* _What to do_
1. Reproduce the passage of the avocado wood thread starting with "Good luck Jeff" and going on through "you'll never know.".
2. Locate each line in the rows that contains the word "wooden" and copy it.

____ Page excerpt

# Avocado Wood



## pagedeveloper (Sep 17, 2014)

Good Day all,

OK.. I have some avocado wood in the back yard. It is cut up, and has been drying for a while now. Received it from a friend that cut it down about a year ago. It appears to be really hard wood, and cutting it with an Ax is a heck of a lot of work.

Has anyone ever down anything made out of avocado wood?? How did it turn out??


----------



## old55 (Aug 11, 2013)

Steven I can't help with your inquiry but I am sure one of our members will come along and give you a hand.


----------



## Stick486 (Jan 4, 2013)

pagedeveloper said:


> Good Day all,
> 
> OK.. I have some avocado wood in the back yard. It is cut up, and has been drying for a while now. Received it from a friend that cut it down about a year ago. It appears to be really hard wood, and cutting it with an Ax is a heck of a lot of work.
> 
> Has anyone ever down anything made out of avocado wood?? How did it turn out??


BBQ, smoking meat, firewood and carving....


----------



## jeff.fredrick (May 20, 2010)

I have never used it but have always had success turning all fruit wood. Hard wood with tight grain turns well.

Good luck Jeff


----------



## Cherryville Chuck (Sep 28, 2010)

I googled avocado wood uses and one hit showed pictures of table tops. I found some Douglas maple, normally a scrub bush, that were large enough to make small boards from but they will not stay flat. However, they make beautiful spindles on the lathe that are very stable for some reason. Unless you give it a try you'll never know.


----------

________
____ Data records

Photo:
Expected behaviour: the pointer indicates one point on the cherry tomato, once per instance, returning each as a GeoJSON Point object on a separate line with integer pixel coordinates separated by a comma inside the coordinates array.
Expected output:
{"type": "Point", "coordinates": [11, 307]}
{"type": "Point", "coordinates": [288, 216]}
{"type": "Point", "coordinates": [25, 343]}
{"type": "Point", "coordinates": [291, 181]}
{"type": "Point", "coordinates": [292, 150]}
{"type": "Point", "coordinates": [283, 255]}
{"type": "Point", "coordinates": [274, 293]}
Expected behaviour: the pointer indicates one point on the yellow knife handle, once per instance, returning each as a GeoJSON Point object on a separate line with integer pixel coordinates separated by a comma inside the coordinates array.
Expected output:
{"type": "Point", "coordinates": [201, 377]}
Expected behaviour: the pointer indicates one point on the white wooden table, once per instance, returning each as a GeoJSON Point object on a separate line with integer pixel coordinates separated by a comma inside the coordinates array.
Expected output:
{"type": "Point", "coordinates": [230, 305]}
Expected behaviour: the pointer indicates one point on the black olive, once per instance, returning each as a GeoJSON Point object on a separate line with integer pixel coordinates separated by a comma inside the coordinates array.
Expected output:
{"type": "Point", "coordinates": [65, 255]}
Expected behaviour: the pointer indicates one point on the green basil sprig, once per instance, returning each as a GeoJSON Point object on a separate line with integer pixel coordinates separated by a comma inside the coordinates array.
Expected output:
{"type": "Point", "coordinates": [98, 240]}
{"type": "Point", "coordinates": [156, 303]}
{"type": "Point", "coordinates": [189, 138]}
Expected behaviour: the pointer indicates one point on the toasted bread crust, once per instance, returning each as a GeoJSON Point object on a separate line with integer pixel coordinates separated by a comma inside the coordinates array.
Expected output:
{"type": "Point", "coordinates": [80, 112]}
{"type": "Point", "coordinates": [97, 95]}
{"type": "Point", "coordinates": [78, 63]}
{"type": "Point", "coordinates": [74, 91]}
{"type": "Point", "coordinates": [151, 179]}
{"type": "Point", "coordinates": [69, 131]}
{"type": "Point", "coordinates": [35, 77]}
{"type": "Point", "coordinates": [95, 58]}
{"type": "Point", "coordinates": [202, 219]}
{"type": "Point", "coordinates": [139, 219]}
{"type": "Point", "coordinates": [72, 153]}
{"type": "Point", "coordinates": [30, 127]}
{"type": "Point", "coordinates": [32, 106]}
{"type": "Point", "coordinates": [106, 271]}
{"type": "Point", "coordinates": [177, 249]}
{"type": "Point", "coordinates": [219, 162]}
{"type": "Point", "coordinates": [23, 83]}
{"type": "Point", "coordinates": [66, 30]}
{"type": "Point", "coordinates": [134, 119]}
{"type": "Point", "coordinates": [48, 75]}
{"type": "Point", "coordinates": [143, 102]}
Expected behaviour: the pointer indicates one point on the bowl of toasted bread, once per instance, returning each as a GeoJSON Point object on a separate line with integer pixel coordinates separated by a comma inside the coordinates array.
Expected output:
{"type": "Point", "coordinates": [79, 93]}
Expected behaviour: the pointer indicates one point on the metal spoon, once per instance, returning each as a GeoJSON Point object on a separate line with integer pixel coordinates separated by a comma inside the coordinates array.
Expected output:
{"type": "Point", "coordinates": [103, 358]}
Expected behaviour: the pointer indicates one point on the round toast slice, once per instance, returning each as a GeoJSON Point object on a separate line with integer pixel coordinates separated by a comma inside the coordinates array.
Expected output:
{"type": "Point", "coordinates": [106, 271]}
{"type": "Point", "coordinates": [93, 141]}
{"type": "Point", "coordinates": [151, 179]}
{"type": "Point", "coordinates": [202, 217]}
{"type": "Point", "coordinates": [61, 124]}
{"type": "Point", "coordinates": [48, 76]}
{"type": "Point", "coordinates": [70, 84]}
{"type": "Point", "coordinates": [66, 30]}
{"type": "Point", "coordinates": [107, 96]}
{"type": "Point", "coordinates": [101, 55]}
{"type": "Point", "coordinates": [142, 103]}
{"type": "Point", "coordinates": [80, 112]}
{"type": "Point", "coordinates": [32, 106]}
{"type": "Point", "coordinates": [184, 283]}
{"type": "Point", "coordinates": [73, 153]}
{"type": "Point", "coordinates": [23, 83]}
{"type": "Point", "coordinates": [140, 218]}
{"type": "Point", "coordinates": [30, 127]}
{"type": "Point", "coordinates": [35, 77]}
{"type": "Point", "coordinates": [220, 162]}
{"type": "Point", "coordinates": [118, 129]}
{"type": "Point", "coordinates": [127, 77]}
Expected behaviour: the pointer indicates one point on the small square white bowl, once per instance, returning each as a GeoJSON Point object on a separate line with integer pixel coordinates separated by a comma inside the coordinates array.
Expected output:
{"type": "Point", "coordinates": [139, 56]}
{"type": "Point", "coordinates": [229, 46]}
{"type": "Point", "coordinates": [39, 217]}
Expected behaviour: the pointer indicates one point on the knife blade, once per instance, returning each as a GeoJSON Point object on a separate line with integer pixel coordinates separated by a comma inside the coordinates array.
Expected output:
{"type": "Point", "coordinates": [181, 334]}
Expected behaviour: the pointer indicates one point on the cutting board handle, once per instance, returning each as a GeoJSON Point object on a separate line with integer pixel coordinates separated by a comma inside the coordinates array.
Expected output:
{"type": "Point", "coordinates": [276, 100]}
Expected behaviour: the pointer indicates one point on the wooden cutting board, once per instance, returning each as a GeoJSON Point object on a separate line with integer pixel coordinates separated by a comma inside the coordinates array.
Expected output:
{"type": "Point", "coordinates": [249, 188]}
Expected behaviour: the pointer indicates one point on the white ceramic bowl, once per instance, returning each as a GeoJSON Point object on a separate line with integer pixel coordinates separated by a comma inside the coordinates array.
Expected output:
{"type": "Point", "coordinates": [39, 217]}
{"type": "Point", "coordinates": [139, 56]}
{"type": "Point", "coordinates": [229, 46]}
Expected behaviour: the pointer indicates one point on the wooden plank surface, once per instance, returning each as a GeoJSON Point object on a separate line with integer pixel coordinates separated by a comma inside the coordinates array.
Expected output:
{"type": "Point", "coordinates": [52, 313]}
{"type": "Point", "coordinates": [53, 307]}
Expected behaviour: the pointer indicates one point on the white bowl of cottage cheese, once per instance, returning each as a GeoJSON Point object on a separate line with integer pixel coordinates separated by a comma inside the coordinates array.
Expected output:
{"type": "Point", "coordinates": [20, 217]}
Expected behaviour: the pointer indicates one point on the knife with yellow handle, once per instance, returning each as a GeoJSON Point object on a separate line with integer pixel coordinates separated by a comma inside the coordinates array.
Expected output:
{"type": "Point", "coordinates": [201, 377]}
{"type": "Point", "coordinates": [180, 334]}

________

* _Answers given_
1.
Good luck Jeff


----------



## Cherryville Chuck (Sep 28, 2010)

I googled avocado wood uses and one hit showed pictures of table tops. I found some Douglas maple, normally a scrub bush, that were large enough to make small boards from but they will not stay flat. However, they make beautiful spindles on the lathe that are very stable for some reason. Unless you give it a try you'll never know.

2.
Expected behaviour: the pointer indicates one point on the white wooden table, once per instance, returning each as a GeoJSON Point object on a separate line with integer pixel coordinates separated by a comma inside the coordinates array.
Expected behaviour: the pointer indicates one point on the wooden cutting board, once per instance, returning each as a GeoJSON Point object on a separate line with integer pixel coordinates separated by a comma inside the coordinates array.
Expected behaviour: the pointer indicates one point on the wooden plank surface, once per instance, returning each as a GeoJSON Point object on a separate line with integer pixel coordinates separated by a comma inside the coordinates array.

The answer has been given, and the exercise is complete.